• _Exercise instructions_
Each line of the listing that contains "below" should be found and copied.

[Available records Boundary: Start]

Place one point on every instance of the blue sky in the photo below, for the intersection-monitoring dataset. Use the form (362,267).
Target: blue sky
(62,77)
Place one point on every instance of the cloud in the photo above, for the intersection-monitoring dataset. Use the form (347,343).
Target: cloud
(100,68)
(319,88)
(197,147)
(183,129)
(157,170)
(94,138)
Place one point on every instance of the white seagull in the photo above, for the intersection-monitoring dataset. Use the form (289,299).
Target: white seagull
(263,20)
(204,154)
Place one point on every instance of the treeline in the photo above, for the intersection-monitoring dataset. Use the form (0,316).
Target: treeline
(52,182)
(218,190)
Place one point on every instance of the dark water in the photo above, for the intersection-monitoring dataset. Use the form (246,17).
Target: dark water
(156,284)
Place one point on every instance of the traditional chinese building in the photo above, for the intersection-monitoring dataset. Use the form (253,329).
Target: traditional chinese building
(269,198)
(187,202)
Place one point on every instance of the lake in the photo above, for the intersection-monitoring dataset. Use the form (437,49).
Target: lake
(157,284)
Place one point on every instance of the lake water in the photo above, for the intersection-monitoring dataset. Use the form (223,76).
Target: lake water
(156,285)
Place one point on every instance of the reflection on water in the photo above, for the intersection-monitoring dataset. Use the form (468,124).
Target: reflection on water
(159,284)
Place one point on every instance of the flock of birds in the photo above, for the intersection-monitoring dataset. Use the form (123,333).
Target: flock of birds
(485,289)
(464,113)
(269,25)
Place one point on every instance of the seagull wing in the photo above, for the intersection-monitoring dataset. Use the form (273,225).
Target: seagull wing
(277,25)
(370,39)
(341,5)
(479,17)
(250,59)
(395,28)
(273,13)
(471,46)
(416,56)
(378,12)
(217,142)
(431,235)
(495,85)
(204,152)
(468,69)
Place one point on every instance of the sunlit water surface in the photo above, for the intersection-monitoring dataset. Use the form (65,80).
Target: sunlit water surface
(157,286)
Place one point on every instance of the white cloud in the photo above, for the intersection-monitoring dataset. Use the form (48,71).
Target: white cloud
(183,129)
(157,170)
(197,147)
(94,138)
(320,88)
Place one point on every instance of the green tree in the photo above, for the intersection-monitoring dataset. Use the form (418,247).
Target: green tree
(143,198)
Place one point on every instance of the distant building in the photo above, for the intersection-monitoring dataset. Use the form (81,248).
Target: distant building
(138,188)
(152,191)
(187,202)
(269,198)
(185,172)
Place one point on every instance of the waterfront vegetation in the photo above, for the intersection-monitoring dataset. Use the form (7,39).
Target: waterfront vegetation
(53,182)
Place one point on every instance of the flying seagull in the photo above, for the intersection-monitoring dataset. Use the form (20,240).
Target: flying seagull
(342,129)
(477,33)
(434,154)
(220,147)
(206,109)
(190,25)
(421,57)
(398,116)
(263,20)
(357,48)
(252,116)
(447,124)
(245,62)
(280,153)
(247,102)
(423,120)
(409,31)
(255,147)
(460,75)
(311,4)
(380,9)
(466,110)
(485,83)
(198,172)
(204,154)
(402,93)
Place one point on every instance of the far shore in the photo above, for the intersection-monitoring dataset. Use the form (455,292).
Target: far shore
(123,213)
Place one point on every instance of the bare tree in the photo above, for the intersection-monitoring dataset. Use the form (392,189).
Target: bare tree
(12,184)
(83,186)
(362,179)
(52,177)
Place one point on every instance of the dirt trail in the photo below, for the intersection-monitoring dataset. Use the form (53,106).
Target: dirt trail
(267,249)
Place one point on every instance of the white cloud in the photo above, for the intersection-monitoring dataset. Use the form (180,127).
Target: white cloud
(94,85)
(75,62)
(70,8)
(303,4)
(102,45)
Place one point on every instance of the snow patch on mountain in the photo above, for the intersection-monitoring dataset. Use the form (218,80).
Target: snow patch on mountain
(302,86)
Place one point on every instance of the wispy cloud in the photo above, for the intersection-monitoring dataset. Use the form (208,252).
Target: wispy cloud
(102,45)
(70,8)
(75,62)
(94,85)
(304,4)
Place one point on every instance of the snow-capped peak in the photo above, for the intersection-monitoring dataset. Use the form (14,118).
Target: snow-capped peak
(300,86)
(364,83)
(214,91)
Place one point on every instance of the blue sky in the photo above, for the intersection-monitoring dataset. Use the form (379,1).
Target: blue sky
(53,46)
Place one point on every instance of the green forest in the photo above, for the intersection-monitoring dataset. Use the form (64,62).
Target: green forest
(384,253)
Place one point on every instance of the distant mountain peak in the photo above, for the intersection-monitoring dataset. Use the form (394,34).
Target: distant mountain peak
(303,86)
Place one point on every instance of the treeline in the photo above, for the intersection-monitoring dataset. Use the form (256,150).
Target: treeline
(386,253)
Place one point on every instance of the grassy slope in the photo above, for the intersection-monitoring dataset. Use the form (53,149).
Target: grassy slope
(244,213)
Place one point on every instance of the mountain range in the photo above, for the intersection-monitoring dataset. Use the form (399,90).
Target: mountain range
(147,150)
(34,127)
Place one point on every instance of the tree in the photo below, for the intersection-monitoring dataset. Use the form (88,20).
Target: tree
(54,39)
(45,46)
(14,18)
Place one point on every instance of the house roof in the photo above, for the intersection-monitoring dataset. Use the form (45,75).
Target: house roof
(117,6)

[Available records Boundary: End]

• _Response area_
Place one point on every instance of the blue sky in the photo below, for the intersection-monitoring dataset. Use the form (362,267).
Place one point on every instance of the dirt trail in the photo below, for the intersection-monitoring dataset. Use the form (53,106).
Place one point on every instance of the tree in the photo below, for the intersection-monitoring dataset. Use the form (88,20).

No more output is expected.